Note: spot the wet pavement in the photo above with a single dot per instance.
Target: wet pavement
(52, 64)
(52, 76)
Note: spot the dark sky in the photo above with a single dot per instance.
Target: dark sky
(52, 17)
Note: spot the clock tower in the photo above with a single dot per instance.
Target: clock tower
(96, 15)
+ + + +
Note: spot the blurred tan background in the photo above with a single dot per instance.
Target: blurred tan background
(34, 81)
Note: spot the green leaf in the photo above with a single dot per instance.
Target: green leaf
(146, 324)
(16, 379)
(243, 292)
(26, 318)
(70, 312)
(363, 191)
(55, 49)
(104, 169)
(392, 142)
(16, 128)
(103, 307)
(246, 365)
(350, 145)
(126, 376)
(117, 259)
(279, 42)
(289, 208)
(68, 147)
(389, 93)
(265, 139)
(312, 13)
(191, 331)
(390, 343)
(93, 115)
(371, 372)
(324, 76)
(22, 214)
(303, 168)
+ + + +
▶ [TASK PROMPT]
Determine the number of lines above that include the word "with"; the reply is that number only.

▶ [EXERCISE SOLUTION]
5